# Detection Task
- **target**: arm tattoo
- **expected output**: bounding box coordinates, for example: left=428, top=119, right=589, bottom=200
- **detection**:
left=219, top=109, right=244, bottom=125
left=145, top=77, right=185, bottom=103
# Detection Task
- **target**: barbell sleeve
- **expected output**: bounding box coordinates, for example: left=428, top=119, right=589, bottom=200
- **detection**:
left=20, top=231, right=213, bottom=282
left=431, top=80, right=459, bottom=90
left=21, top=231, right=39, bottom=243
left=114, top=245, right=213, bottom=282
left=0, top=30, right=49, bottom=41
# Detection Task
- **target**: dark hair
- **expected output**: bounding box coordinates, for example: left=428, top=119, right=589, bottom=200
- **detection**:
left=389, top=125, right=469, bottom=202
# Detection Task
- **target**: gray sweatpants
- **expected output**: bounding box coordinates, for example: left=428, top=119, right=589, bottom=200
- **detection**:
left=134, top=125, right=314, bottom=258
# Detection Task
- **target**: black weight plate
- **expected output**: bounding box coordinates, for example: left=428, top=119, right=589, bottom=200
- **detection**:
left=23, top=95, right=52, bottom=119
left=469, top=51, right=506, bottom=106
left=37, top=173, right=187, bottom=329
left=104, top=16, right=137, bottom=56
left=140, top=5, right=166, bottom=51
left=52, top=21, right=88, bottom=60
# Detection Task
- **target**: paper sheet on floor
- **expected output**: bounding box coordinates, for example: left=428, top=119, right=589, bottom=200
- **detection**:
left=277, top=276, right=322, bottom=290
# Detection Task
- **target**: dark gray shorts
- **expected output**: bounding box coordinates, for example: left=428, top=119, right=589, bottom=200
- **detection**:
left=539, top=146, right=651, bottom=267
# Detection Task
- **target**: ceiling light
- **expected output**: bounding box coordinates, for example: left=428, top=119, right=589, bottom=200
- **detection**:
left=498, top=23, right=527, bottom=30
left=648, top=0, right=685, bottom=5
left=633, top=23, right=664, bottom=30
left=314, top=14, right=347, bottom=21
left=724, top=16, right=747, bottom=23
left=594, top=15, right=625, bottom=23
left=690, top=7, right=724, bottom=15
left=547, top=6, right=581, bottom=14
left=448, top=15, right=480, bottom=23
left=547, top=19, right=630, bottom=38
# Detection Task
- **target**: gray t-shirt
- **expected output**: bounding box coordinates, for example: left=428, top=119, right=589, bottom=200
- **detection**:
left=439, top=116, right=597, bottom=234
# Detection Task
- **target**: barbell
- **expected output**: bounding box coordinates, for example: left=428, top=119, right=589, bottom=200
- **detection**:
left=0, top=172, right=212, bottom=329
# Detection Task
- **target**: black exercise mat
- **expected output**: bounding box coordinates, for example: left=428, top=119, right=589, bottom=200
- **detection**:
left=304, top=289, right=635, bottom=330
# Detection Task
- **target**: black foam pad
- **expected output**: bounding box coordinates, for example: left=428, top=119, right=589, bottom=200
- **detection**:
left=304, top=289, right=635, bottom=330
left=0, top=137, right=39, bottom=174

□ □ □ □

Task prompt -
Reproduce every row above line for line, with no changes.

Task response -
# Detection Task
- **target**: arm tattoo
- **expected output**: bounding box coordinates, for example: left=428, top=119, right=589, bottom=200
- **detection**:
left=219, top=109, right=244, bottom=125
left=145, top=77, right=185, bottom=103
# Detection Task
- **target**: barbell sleeve
- **expected output**: bounding box coordinates, for example: left=428, top=119, right=589, bottom=200
- **detection**:
left=20, top=231, right=213, bottom=282
left=431, top=80, right=459, bottom=90
left=21, top=231, right=39, bottom=243
left=114, top=245, right=213, bottom=282
left=0, top=30, right=49, bottom=41
# Detection Task
- **target**: dark hair
- **expected output**: bounding box coordinates, for example: left=428, top=119, right=589, bottom=200
- **detection**:
left=389, top=125, right=469, bottom=202
# Detection Task
- **target**: gray sweatpants
- **expected output**: bounding box coordinates, for example: left=428, top=119, right=589, bottom=200
- **detection**:
left=134, top=125, right=314, bottom=258
# Detection Task
- **target**: black weight plate
- **expected output**: bounding box coordinates, for example: left=428, top=119, right=589, bottom=200
- **detection**:
left=23, top=95, right=52, bottom=119
left=469, top=51, right=506, bottom=106
left=37, top=173, right=187, bottom=329
left=104, top=16, right=137, bottom=56
left=140, top=5, right=166, bottom=51
left=52, top=21, right=88, bottom=60
# Detection Task
- **target**: paper sheet on floor
- **expected output**: bounding box coordinates, for example: left=428, top=119, right=589, bottom=200
- **detection**:
left=277, top=276, right=322, bottom=290
# Detection Task
- **target**: dark gray shorts
- **expected output**: bounding box coordinates, for example: left=428, top=119, right=589, bottom=200
- **detection**:
left=539, top=146, right=651, bottom=267
# Detection Task
- **target**: ceiling light
- **expected output**: bounding box coordinates, for example: left=428, top=119, right=589, bottom=200
- **detection**:
left=498, top=23, right=527, bottom=30
left=648, top=0, right=685, bottom=5
left=633, top=23, right=664, bottom=30
left=314, top=14, right=347, bottom=21
left=724, top=16, right=747, bottom=23
left=594, top=15, right=625, bottom=23
left=690, top=7, right=724, bottom=15
left=547, top=6, right=581, bottom=14
left=448, top=15, right=480, bottom=23
left=547, top=19, right=630, bottom=38
# Detection Task
- **target**: gray t-shirt
- **expected output**: bounding box coordinates, for example: left=428, top=119, right=589, bottom=200
- **detection**:
left=439, top=116, right=597, bottom=234
# Detection Task
- **target**: barbell
- **expected output**: bounding box coordinates, for example: left=428, top=119, right=589, bottom=200
- **detection**:
left=0, top=172, right=212, bottom=329
# Detection Task
- **target**: black exercise mat
- **expected output**: bounding box coordinates, for example: left=428, top=119, right=589, bottom=200
- **detection**:
left=304, top=289, right=635, bottom=330
# Detection Task
- **target**: black foam pad
- **expected output**: bounding box coordinates, for example: left=428, top=119, right=589, bottom=200
- **detection**:
left=304, top=289, right=635, bottom=330
left=0, top=137, right=39, bottom=174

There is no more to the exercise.